Source records START

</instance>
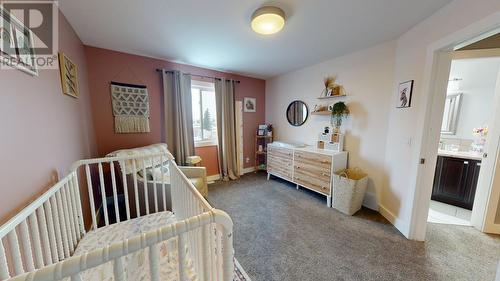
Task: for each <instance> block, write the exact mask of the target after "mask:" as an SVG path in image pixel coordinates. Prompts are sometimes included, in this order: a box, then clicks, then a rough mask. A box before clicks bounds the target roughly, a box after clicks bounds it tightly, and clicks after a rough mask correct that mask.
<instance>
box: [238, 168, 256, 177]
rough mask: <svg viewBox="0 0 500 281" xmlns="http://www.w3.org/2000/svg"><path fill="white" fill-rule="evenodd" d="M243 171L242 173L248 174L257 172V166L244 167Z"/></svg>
mask: <svg viewBox="0 0 500 281" xmlns="http://www.w3.org/2000/svg"><path fill="white" fill-rule="evenodd" d="M241 172H242V173H243V174H242V175H244V174H248V173H253V172H255V167H248V168H244V169H243V170H241Z"/></svg>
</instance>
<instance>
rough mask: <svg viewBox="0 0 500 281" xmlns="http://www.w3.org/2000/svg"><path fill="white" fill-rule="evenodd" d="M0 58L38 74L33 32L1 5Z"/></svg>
mask: <svg viewBox="0 0 500 281" xmlns="http://www.w3.org/2000/svg"><path fill="white" fill-rule="evenodd" d="M0 58H1V60H2V67H3V66H4V65H5V66H9V67H13V68H17V69H19V70H22V71H24V72H26V73H28V74H30V75H33V76H38V69H37V67H36V63H35V61H36V57H35V49H34V41H33V32H32V31H31V30H30V29H29V28H27V27H26V26H24V24H23V23H22V22H20V21H19V20H18V19H16V18H15V17H14V16H12V15H11V14H10V13H9V12H7V11H6V10H5V9H4V8H2V7H0Z"/></svg>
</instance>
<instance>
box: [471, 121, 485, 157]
mask: <svg viewBox="0 0 500 281" xmlns="http://www.w3.org/2000/svg"><path fill="white" fill-rule="evenodd" d="M472 134H473V135H474V136H475V137H476V138H475V139H474V142H473V143H472V144H471V150H472V151H474V152H479V153H482V152H484V146H485V144H486V136H488V126H483V127H479V128H474V129H473V130H472Z"/></svg>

Source records END

**What is needed:** Word for word, repeat the line holding "171L242 173L248 174L257" and all lines after it through the end of the entries above.

**Response box:**
rough mask: <svg viewBox="0 0 500 281" xmlns="http://www.w3.org/2000/svg"><path fill="white" fill-rule="evenodd" d="M243 171L242 173L248 174L257 172V166L244 167Z"/></svg>
mask: <svg viewBox="0 0 500 281" xmlns="http://www.w3.org/2000/svg"><path fill="white" fill-rule="evenodd" d="M241 172H242V173H243V174H242V175H244V174H248V173H253V172H255V167H248V168H244V169H243V170H241Z"/></svg>
</instance>
<instance>
rough mask: <svg viewBox="0 0 500 281" xmlns="http://www.w3.org/2000/svg"><path fill="white" fill-rule="evenodd" d="M0 58L38 74L33 32L1 5Z"/></svg>
mask: <svg viewBox="0 0 500 281" xmlns="http://www.w3.org/2000/svg"><path fill="white" fill-rule="evenodd" d="M0 58H1V60H2V67H3V66H4V65H5V66H9V67H13V68H17V69H19V70H22V71H24V72H26V73H28V74H30V75H33V76H38V69H37V67H36V63H35V61H36V57H35V49H34V41H33V32H32V31H31V30H30V29H29V28H27V27H26V26H24V24H23V23H22V22H20V21H19V20H18V19H16V18H15V17H14V16H12V15H11V14H10V13H9V12H7V11H6V10H5V9H4V8H2V7H0Z"/></svg>
</instance>
<instance>
box: [471, 121, 485, 157]
mask: <svg viewBox="0 0 500 281" xmlns="http://www.w3.org/2000/svg"><path fill="white" fill-rule="evenodd" d="M472 134H473V135H474V136H475V137H476V138H475V139H474V142H473V143H472V144H471V150H472V151H474V152H479V153H482V152H484V146H485V144H486V136H488V126H483V127H479V128H474V129H473V130H472Z"/></svg>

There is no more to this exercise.